Yapılacak İşler ▸
a: Aşağıdaki kaynak metinde 1943 tarihli taslağın anıtları tanımladığı nitelemeleri eksiksiz olarak sıralayınız.
b: Aşağıdaki ifadelerin kaynak metinle uyuşup uyuşmadığını belirtiniz. Her biri için evet veya hayır deyiniz ve kararı dayandırdığınız sözleri metinden aynen aktarınız.
(i) Anıtsallık üzerine taslak 1943 yılında yayınlanmıştır.
(ii) Luis Sert bir sanatçıdır.
(iii) Yazar, Erivan ve Iğdır'daki soykırım anıtlarını kıyaslamayı amaçlamaktadır.
c: Aşağıdaki kaynak metne göre aynı coğrafyada, aynı olayın anısına, farklı tarihlerde yapılmış anıtların farklılıkları neyi gösterir?

Kaynak Metin ▸
Mimarlık tarihçisi Sigfried Giedion,
sanatçı Fernard Leger ve mimar Luis Sert 1943
yılında “Anıtsallıkta dokuz nokta” başlığında bir taslak
yayınladılar. Bu taslağa göre, anıtlar, toplumların düşüncelerini sergileyen
semboller, kolektif gücün tercümanları, geçmişi geleceğe bağlayan bağlar ve
gelecek nesiller için miraslardır. Onlar dönemin ruhunu yansıtıp, mimarlık,
kentsel planlama, kent ve bölge arasındaki karşılıklı ilişkide en güçlü
vurguları ortaya çıkarırlar; halkın neşe, gurur ve coşkusunu tamamlarlar ve
kamusal mekânın önemli bir parçasını oluştururlar. Bunlara ek olarak anıtlar,
Türkçe’deki köküne bakarak anlayabileceğimiz gibi, toplumun bazı anılarını
kutsayarak ideolojinin mimarlıkta yansımasını en uç şekilde sergilerler.
Toplumun politik gücü, kültürü ve sosyal yapısı, ideolojik yaklaşımı ve
kolektif hatırasıyla bu kadar ilintili olan anıtlar, o toplumları anlamak için
uygulanmakta olan araştırmalarda kullanılan en önemli mimari araçlar arasında
yer alırlar. Aynı coğrafyada, aynı olayın anısına, farklı tarihlerde yapılmış
olan anıtların farklılıkları, o toplumun o konuya bakış açısının tarihsel
evrimini gösterir. Aynı şekilde aynı olay hakkında farklı iki toplumun
ürettikleri anıtları karşılaştırarak her iki toplumun konuya farklı
yaklaşımlarını çözümlemek de mümkündür. Bu yazıda Ermeni-Türk
tarihindeki soykırım konuları üzerinde Erivan ve
Iğdır’da yer alan soykırım anıtlarını kıyaslayarak, bu iki
anıtın hikâyesini mimarlık süzgecinden geçirerek yeniden yazmak istiyorum.

Kaynak Alıntısı ▸
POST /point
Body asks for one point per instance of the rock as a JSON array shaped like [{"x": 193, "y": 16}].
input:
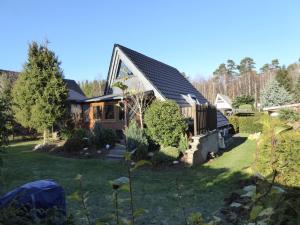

Görev Sonuçları ▸
a:
Toplumların düşüncelerini sergileyen semboller
Kolektif gücün tercümanları
Geçmişi geleceğe bağlayan bağlar
Gelecek nesiller için miraslar

b:
(i) Evet: "1943 yılında “Anıtsallıkta dokuz nokta” başlığında bir taslak yayınladılar."
(ii) Hayır: "mimar Luis Sert"
(iii) Evet: "Erivan ve Iğdır’da yer alan soykırım anıtlarını kıyaslayarak"

c: O toplumun o konuya bakış açısının tarihsel evrimini gösterir.